◆ **WHAT THE TASK ASKS**: Rewrite the entries from the line with "of the brick" to the line with "(1227, 606)", changing every "instance" to "occurrence" and leaving everything else as it is.

━━ INFORMATION PROVIDED ━━

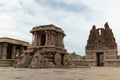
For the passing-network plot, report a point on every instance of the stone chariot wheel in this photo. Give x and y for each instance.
(58, 59)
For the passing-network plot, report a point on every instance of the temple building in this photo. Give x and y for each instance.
(10, 50)
(101, 48)
(47, 48)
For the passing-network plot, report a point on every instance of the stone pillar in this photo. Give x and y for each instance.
(38, 39)
(21, 50)
(13, 51)
(4, 55)
(47, 41)
(35, 39)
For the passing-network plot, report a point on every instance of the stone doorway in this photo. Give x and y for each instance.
(9, 51)
(43, 39)
(100, 59)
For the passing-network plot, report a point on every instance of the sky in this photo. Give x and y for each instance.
(75, 17)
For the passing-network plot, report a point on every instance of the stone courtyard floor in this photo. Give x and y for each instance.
(94, 73)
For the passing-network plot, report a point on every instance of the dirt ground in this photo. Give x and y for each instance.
(94, 73)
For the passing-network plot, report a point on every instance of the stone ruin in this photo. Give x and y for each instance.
(47, 49)
(101, 48)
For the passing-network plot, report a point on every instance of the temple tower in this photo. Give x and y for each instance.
(101, 48)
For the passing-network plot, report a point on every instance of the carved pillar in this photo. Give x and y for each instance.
(47, 41)
(38, 39)
(13, 51)
(35, 40)
(4, 55)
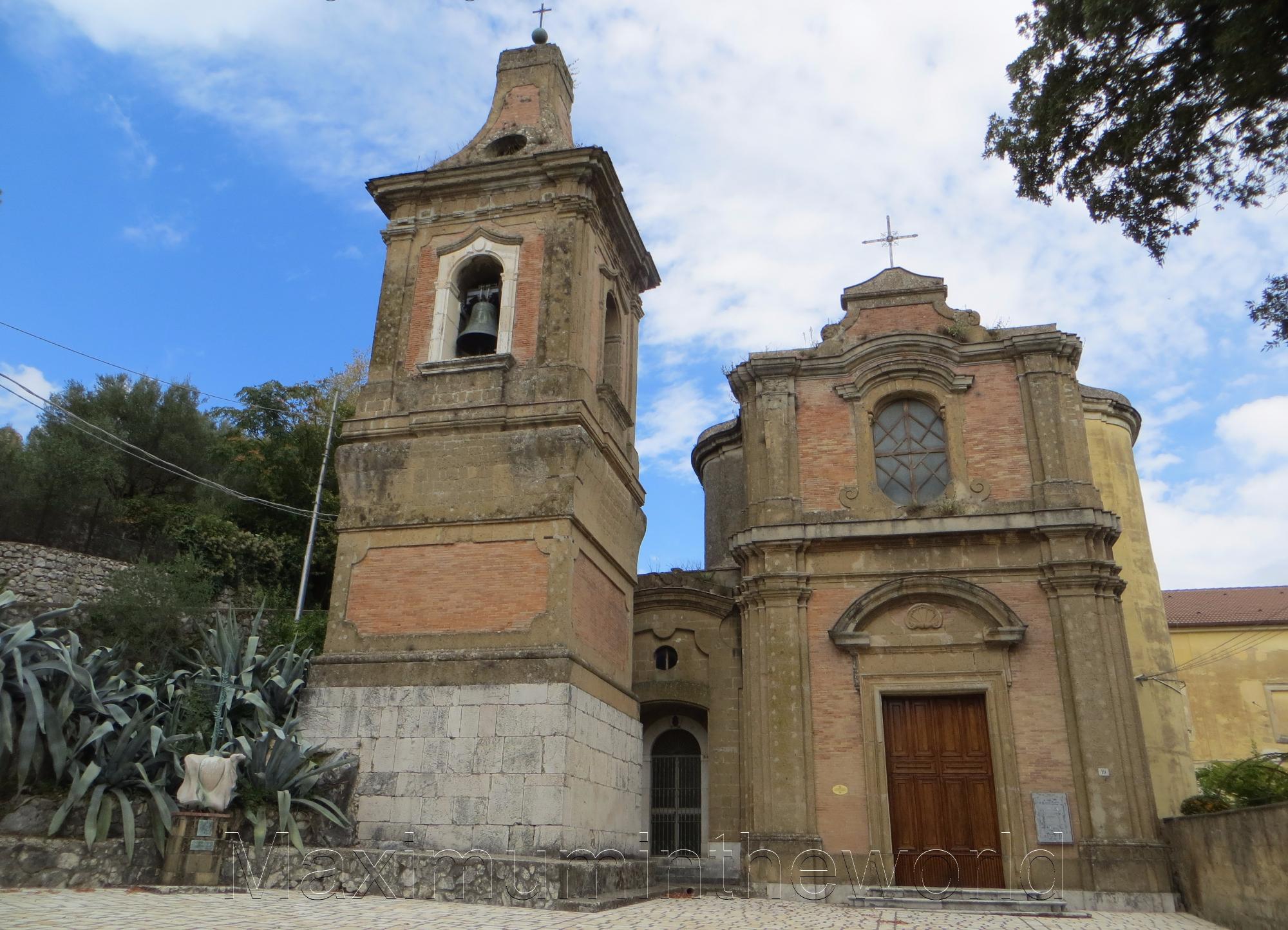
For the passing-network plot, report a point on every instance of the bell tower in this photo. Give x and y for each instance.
(478, 655)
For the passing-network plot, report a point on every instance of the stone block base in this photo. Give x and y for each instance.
(489, 767)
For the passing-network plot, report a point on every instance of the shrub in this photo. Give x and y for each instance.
(149, 610)
(308, 634)
(1204, 804)
(1260, 779)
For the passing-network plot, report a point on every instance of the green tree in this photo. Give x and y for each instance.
(275, 445)
(1146, 109)
(87, 494)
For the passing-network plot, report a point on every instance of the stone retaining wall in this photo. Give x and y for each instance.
(1231, 866)
(55, 576)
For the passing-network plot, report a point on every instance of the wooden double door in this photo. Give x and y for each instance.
(943, 811)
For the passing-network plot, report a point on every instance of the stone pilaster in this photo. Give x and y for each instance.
(1119, 849)
(779, 753)
(1053, 406)
(767, 391)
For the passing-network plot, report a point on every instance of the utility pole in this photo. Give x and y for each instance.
(317, 508)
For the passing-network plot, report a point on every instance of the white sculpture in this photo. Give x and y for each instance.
(209, 781)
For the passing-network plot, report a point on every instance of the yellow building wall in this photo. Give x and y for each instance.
(1235, 705)
(1162, 710)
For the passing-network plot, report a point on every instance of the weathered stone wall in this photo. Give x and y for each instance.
(494, 767)
(55, 576)
(1231, 866)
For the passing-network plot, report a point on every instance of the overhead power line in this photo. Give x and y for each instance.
(144, 374)
(129, 449)
(1237, 645)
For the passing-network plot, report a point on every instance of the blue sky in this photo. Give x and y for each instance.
(184, 194)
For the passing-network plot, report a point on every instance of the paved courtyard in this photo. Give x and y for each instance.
(29, 909)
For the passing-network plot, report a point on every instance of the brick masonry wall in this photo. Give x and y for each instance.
(828, 451)
(522, 106)
(521, 767)
(422, 310)
(450, 588)
(994, 435)
(600, 615)
(527, 299)
(55, 576)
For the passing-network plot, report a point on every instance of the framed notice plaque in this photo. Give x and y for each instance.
(1052, 812)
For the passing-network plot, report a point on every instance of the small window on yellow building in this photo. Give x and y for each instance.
(1277, 698)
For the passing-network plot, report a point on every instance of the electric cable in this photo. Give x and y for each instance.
(151, 378)
(149, 458)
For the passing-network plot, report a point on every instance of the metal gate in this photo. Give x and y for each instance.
(676, 792)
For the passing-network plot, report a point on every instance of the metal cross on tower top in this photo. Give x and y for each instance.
(889, 240)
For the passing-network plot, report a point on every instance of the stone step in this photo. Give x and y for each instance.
(985, 901)
(973, 893)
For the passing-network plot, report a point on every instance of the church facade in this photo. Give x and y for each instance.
(928, 588)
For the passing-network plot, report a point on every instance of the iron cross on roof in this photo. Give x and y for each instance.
(889, 240)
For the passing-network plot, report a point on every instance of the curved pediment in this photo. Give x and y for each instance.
(928, 612)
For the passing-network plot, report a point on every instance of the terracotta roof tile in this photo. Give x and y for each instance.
(1227, 606)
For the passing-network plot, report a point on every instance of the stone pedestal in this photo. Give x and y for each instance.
(491, 767)
(198, 847)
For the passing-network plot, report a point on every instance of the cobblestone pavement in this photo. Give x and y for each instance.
(30, 909)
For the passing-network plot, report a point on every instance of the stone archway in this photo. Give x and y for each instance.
(677, 797)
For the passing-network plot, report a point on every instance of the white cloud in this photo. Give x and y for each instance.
(154, 232)
(140, 154)
(1229, 527)
(757, 153)
(672, 424)
(1259, 428)
(1231, 533)
(16, 412)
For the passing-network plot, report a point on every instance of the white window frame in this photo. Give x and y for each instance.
(448, 297)
(1278, 728)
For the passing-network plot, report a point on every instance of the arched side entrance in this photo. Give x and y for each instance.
(676, 785)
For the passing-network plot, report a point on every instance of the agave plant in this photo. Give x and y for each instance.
(41, 681)
(263, 687)
(281, 770)
(111, 759)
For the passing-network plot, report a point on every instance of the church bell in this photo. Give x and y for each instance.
(478, 338)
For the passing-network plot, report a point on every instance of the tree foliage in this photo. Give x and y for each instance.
(66, 488)
(1144, 110)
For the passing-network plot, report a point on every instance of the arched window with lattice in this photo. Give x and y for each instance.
(911, 451)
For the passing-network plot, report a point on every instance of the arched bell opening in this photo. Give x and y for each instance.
(676, 780)
(480, 288)
(612, 350)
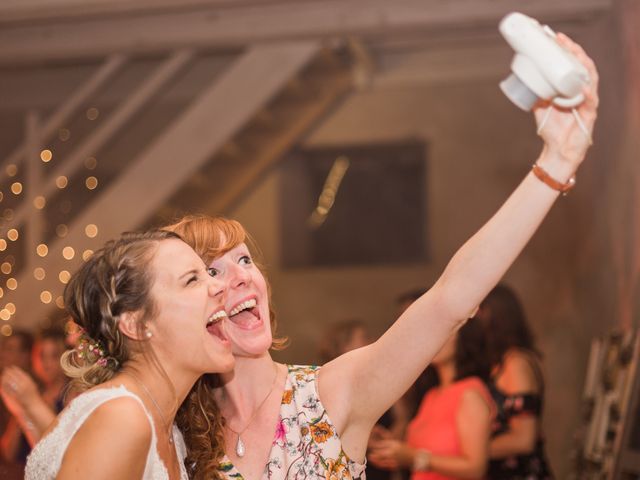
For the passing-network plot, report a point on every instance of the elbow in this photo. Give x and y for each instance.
(449, 306)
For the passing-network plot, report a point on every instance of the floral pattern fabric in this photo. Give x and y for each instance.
(305, 444)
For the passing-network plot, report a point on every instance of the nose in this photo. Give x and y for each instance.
(238, 276)
(216, 287)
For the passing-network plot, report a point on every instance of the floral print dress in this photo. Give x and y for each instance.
(306, 444)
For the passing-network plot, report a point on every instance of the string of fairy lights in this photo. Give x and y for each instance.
(8, 267)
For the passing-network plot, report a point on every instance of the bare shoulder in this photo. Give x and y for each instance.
(518, 373)
(113, 442)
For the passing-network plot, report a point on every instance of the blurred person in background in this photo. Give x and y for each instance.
(517, 447)
(34, 403)
(342, 337)
(15, 352)
(449, 437)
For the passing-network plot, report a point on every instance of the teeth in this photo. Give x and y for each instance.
(243, 306)
(216, 317)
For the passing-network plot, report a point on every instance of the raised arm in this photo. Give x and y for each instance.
(359, 386)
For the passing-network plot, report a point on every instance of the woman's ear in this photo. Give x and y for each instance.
(128, 325)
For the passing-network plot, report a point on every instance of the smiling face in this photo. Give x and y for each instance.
(248, 326)
(187, 330)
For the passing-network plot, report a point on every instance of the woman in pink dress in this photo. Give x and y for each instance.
(449, 437)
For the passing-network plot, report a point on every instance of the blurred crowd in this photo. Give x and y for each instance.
(474, 413)
(32, 388)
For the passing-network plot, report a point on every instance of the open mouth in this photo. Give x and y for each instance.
(246, 314)
(214, 324)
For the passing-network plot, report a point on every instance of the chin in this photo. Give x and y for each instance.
(255, 348)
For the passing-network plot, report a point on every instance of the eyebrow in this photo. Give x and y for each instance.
(190, 272)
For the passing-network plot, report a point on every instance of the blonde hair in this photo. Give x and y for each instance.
(115, 280)
(199, 417)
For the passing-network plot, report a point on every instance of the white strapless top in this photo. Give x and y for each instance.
(46, 457)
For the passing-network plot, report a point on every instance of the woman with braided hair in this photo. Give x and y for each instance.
(150, 312)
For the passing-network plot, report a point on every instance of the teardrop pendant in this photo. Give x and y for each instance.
(240, 447)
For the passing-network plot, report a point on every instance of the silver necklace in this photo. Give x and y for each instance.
(166, 424)
(240, 448)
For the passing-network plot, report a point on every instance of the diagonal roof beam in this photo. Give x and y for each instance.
(170, 160)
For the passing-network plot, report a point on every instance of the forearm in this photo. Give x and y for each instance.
(484, 258)
(458, 466)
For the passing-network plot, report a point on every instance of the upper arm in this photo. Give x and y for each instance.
(517, 375)
(473, 422)
(112, 443)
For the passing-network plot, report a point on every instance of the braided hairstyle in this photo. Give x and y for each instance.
(115, 280)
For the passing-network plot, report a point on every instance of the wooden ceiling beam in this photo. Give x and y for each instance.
(212, 27)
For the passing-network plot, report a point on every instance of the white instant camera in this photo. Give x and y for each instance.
(542, 69)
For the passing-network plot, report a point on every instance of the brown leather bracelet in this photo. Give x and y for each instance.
(548, 180)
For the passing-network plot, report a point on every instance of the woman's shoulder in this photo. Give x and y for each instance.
(473, 390)
(110, 408)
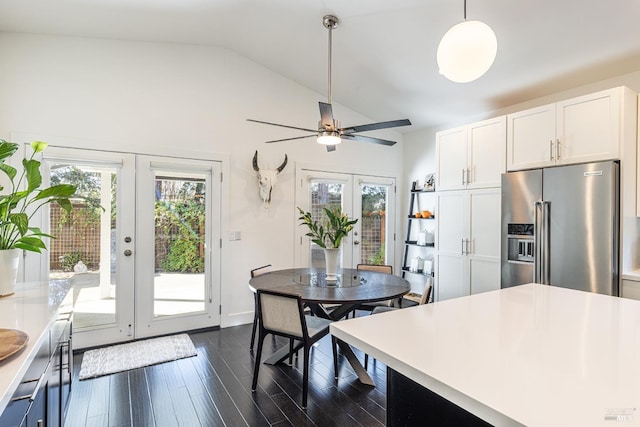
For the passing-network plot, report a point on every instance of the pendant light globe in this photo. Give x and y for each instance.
(467, 51)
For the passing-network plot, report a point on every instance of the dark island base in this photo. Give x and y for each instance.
(410, 404)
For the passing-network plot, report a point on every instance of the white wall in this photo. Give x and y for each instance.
(183, 100)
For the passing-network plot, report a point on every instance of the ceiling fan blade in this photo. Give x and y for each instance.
(376, 126)
(282, 126)
(291, 139)
(363, 138)
(326, 115)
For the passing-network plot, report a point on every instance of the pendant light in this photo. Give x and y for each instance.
(467, 50)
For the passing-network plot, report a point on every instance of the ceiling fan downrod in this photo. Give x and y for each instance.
(330, 22)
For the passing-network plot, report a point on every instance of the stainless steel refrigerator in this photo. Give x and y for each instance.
(560, 226)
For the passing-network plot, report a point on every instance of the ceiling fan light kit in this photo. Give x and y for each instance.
(329, 133)
(467, 50)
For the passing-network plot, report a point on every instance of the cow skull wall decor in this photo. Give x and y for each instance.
(267, 179)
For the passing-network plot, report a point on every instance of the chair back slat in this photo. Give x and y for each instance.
(281, 313)
(388, 269)
(261, 270)
(426, 294)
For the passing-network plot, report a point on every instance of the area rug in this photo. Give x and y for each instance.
(122, 357)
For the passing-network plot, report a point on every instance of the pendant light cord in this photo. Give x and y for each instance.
(329, 62)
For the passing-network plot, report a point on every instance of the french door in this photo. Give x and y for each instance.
(371, 199)
(138, 246)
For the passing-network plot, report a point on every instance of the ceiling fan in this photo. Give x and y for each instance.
(329, 132)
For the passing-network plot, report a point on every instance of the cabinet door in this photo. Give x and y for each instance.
(588, 127)
(451, 281)
(484, 235)
(451, 147)
(531, 138)
(486, 152)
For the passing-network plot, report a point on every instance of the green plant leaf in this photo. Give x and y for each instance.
(21, 221)
(7, 149)
(9, 170)
(32, 170)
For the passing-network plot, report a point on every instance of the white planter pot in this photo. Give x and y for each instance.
(9, 262)
(331, 257)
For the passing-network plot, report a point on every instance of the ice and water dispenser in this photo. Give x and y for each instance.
(521, 243)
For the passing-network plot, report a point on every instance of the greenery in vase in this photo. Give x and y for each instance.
(25, 198)
(330, 232)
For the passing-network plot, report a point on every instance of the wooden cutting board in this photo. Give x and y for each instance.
(11, 342)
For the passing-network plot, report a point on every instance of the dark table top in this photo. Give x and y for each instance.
(353, 286)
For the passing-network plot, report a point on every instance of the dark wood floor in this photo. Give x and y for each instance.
(214, 389)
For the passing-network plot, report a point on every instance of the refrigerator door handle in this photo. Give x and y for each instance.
(546, 242)
(537, 256)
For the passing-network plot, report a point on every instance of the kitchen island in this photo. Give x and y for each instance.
(531, 355)
(37, 379)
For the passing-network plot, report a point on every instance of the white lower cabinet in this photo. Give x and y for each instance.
(467, 242)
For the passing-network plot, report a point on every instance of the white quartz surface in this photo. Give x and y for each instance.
(32, 309)
(530, 355)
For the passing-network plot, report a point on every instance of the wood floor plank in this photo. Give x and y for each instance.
(214, 389)
(141, 410)
(164, 411)
(119, 400)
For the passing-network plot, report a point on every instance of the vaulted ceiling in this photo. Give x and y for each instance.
(384, 52)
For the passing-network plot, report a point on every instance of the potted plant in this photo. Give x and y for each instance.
(328, 234)
(20, 199)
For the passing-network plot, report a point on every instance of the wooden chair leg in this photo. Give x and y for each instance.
(305, 377)
(255, 324)
(334, 345)
(256, 366)
(290, 351)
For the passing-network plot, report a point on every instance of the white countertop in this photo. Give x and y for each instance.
(33, 310)
(534, 355)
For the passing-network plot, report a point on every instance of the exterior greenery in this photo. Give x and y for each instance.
(18, 206)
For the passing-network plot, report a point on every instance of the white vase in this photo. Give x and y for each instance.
(9, 262)
(331, 257)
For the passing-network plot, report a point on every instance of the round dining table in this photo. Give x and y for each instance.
(352, 287)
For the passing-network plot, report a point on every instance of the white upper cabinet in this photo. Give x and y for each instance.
(582, 129)
(451, 153)
(471, 156)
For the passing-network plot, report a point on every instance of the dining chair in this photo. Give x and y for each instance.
(370, 306)
(254, 273)
(426, 295)
(283, 315)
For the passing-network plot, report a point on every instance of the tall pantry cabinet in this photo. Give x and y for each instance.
(470, 161)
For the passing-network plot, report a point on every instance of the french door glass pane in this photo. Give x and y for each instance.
(373, 227)
(84, 248)
(179, 280)
(323, 195)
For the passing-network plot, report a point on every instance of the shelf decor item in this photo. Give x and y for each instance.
(19, 202)
(328, 233)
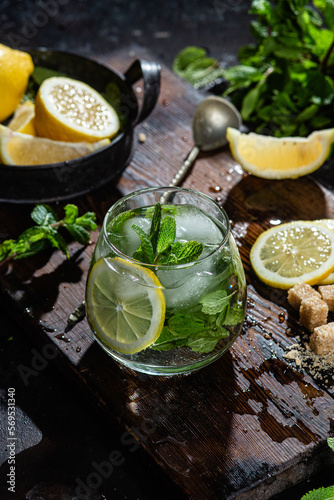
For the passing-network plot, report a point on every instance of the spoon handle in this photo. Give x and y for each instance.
(185, 167)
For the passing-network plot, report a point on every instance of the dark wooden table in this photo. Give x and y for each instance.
(251, 424)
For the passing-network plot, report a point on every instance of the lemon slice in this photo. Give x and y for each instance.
(329, 280)
(15, 69)
(69, 110)
(280, 158)
(125, 305)
(293, 253)
(23, 119)
(24, 149)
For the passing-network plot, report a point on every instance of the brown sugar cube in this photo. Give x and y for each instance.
(322, 339)
(313, 312)
(299, 292)
(327, 294)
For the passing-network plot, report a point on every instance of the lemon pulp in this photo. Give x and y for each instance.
(70, 110)
(293, 253)
(24, 149)
(280, 158)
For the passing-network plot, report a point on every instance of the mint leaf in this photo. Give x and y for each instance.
(167, 234)
(71, 214)
(215, 302)
(87, 221)
(330, 442)
(320, 494)
(146, 249)
(7, 248)
(184, 325)
(78, 233)
(234, 316)
(43, 215)
(115, 224)
(206, 343)
(165, 341)
(45, 234)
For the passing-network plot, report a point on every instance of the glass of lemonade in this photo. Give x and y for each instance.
(166, 289)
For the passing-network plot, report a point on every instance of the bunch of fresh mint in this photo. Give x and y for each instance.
(283, 85)
(45, 233)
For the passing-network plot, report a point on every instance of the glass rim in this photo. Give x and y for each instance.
(165, 189)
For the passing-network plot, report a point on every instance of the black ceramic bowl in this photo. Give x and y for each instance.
(59, 181)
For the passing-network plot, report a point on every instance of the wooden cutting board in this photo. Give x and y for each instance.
(251, 424)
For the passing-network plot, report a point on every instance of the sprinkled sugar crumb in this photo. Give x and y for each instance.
(320, 367)
(314, 351)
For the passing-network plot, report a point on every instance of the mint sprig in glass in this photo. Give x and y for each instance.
(166, 288)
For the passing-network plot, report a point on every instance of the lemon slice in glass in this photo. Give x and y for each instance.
(293, 253)
(280, 158)
(125, 305)
(70, 110)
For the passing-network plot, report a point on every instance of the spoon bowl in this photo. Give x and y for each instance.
(211, 119)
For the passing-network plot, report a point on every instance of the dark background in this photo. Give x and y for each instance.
(61, 438)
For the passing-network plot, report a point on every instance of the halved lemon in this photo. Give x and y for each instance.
(125, 304)
(23, 119)
(280, 158)
(24, 149)
(70, 110)
(293, 253)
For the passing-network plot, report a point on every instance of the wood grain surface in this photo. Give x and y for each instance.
(249, 425)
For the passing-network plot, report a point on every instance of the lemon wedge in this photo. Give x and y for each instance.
(23, 119)
(70, 110)
(293, 253)
(15, 69)
(24, 149)
(280, 158)
(125, 305)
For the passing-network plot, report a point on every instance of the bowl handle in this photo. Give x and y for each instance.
(150, 73)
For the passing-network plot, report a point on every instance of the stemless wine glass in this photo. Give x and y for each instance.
(166, 289)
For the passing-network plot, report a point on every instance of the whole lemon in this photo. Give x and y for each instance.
(15, 68)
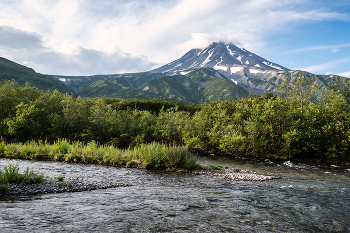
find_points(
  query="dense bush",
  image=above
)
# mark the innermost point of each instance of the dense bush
(301, 122)
(150, 156)
(10, 174)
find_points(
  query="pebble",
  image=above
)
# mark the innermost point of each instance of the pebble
(231, 175)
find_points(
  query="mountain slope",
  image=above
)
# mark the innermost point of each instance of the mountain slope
(10, 70)
(217, 54)
(199, 85)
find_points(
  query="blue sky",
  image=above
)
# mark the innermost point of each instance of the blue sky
(86, 37)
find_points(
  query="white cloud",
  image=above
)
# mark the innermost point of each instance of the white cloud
(325, 66)
(65, 57)
(335, 50)
(126, 30)
(332, 48)
(346, 74)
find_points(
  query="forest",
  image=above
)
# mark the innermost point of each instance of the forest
(300, 122)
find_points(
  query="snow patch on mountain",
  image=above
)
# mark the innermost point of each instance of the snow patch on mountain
(234, 81)
(208, 58)
(236, 69)
(224, 68)
(256, 71)
(219, 61)
(229, 50)
(272, 65)
(185, 72)
(194, 64)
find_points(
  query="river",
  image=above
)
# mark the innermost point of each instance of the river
(308, 198)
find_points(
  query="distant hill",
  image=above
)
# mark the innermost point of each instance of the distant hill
(199, 85)
(10, 70)
(218, 72)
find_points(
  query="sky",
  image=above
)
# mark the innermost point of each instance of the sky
(87, 37)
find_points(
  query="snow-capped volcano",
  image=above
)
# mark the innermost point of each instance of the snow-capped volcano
(219, 56)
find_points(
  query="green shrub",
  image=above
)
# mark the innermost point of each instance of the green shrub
(10, 174)
(2, 147)
(62, 146)
(3, 189)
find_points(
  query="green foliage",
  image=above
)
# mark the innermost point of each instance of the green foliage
(10, 174)
(3, 189)
(217, 167)
(303, 122)
(12, 71)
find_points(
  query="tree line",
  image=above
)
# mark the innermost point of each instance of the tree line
(301, 122)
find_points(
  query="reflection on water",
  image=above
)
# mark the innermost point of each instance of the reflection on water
(307, 199)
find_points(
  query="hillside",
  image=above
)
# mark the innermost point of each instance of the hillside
(10, 70)
(198, 85)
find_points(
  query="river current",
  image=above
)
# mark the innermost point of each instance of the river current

━━━

◆ **TASK OUTPUT**:
For the passing-network plot, report a point on every occurrence of the brick masonry wall in this photo. Give x and y for each occurrence.
(828, 451)
(522, 106)
(521, 767)
(422, 310)
(450, 588)
(994, 435)
(600, 615)
(527, 299)
(55, 576)
For the passing-network plot, report a point on every occurrence of the framed notice plaque in this photo. Give x and y for each occurrence.
(1052, 812)
For the passing-network plot, report a point on every occurrence of the small window on yellow building in this photo. Give x and y for each occurrence.
(1277, 698)
For the passing-network plot, report a point on every occurrence of the electric cable in this photo. Give x and y for each occurrence.
(151, 378)
(149, 458)
For the passing-network plot, report a point on every occurrence of the metal gate in this photo. Give x and y for each occurrence.
(676, 792)
For the passing-network plot, report a point on every occurrence of the metal cross on tower top in this photo. Give x and y for each occurrence.
(889, 240)
For the passing-network plot, report a point on every occurrence of the stone step in this photo. Give x and y for each occurrence.
(985, 901)
(973, 893)
For the passing-network plot, report a point on every occurrence of the church facade in this photo. Give x and y for each occurrence.
(928, 588)
For the passing-network plot, report a point on every occurrence of the iron cross on roof in this photo. Give x and y for each occurrence.
(889, 240)
For the passing-network plot, report a point on every occurrence of the curved pediment in this photo. Give x and y for each occurrence.
(928, 612)
For the passing-network plot, report a point on every occurrence of the terracotta roof tile in this photo. Give x and y for each occurrence.
(1227, 606)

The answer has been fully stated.